--- Document extract ---
DATE: 20060120
DOCKET: C41632
COURT OF APPEAL FOR ONTARIO
RE:
HER MAJESTY THE QUEEN (Respondent) – and – WINSTON PAUL DURANT (Appellant)
BEFORE:
LABROSSE, WEILER and MACFARLAND JJ.A.
COUNSEL:
Joseph Di Luca
for the appellant
Eliott Behar
for the respondent
HEARD & RELEASED ORALLY:
January 18, 2006
On appeal from the conviction entered on March 12, 2004 and the sentence imposed on March 26, 2004 by Justice Arthur C. Whealy of the Superior Court of Justice, sitting with a jury.
E N D O R S E M E N T
[1] The appellant was charged with two counts of sexual assault against the complainant. He was tried before a judge and jury and was acquitted on one count and convicted on the other. He was sentenced to five years imprisonment less credit for two years pre trial custody. He appeals both his conviction and sentence.
[2] The appellant does not argue that the verdict was unreasonable or that the verdicts are inconsistent. The primary grounds of appeal in relation to conviction relate to the judge’s charge to the jury. The appellant’s submissions in relation to them are as follows:
The charge in relation to the appellant’s criminal record
[3] In the course of instructing the jury on the use that could be made of the appellant’s criminal record, the trial judge gave the following instructions:
I want to say a word about criminal records, because it is an acknowledged and agreed fact that this accused man has a serious and lengthy criminal record. My instruction to you on this subject are extremely important. When an accused person testifies, among other things, that he has a criminal record, then you hear about the nature of each offence and the date and the sentence, that testimony is no evidence whatsoever that the accused committed the offences for which he is on trial. Every person is entitled to be tried and judged upon the evidence pertaining to the particular offences before the court and only that evidence. The Crown must prove each offence on the facts of the event itself and you, as a jury, cannot take the view that because the accused has a record of criminal behaviour he must obviously have done these offences, nor can you take the attitude that a person with such a history is worth less consideration than someone who has no criminal background. The reason you have been told of the record is that, in judging the credibility of the accused as a witness, you are entitled to know whether he has some history of dishonesty. The record which shows only crimes of violence, however bad, is not a record of dishonesty, except in a very limited sense as being contrary to law; whereas a record that contains convictions for dishonesty offences is relevant material for you in deciding whether or not to believe that person as a witness before you.
--- Entries supplied ---
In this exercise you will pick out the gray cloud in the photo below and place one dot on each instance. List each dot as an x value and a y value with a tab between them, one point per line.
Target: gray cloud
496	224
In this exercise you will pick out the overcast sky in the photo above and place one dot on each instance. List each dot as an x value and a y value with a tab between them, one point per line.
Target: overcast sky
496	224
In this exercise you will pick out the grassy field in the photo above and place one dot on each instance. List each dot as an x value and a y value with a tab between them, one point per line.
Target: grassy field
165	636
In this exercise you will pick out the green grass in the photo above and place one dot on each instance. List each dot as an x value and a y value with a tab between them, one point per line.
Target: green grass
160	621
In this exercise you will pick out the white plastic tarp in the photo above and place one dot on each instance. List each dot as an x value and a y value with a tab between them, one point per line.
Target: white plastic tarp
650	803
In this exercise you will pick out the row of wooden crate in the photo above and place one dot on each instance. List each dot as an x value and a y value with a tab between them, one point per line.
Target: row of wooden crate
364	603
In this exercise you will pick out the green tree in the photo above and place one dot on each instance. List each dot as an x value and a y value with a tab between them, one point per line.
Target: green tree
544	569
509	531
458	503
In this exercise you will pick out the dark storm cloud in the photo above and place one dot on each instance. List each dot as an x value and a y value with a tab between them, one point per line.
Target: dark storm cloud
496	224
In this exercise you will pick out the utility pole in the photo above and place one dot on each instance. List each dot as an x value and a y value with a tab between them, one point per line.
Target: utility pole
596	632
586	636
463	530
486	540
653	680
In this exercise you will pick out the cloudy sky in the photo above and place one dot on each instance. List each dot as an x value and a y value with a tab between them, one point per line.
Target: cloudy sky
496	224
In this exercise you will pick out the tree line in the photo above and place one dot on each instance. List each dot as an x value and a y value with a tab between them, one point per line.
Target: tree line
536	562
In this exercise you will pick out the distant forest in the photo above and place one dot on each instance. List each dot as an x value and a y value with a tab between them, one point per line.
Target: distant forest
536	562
---
▸ **Exercises**:
a: In the appeal endorsement, what sentence was the appellant given?
b: Carry on writing the appeal endorsement from the point where it stops.
None of the rows figure in what comes next.

▸ **Replies**:
a: Five years imprisonment less credit for two years pre-trial custody.

b:
Winston Durant’s criminal record is so persistent and continuous that we can say some things with a degree of certainty. Over the past 30 years he has come to the attention of the criminal justice system so often that we have a virtual diary of his activities. We know what he has been convicted of and his sentences and the length of time that has taken him out of the public stream of life. You probably did not count but there were 59 entries on that record and 58 convictions over that 30 year period. Now unless acquiring a criminal record can be considered an occupation of which one can be considered a success, Durant has demonstrated a positive talent in two areas: committing criminal acts and getting caught at it. It is hard to find such a litany of an unsuccessful career like this anywhere, legal or illegal. This man is a complete failure at both being a good citizen and being a petty criminal, but one thing we can glean from his criminal records he has never been convicted of a sexual crime. Drugs, theft, dangerous driving, drunkenness, disobeying court orders seem to be the mainstream of his illegal activities. None of us would be surprised to see him before a court charged with those kinds of misbehaviour.
One of the hallmarks of our criminal justice system is that as a society we do not convict people for simply being rotten citizens, and we are justifiably proud of our restraint. We convict people only for specific crimes proven beyond a reasonable doubt. Durant’s past criminal behaviour is no evidence of his guilt of these four charges. You must find such evidence, if it exists, in the testimony presented during this trial. He has the same right to be judged upon the testimony relevant only to these counts in this trial as a person without any prior record like you and me, subject only to being judged as to his credibility based on any dishonesty you find in his past.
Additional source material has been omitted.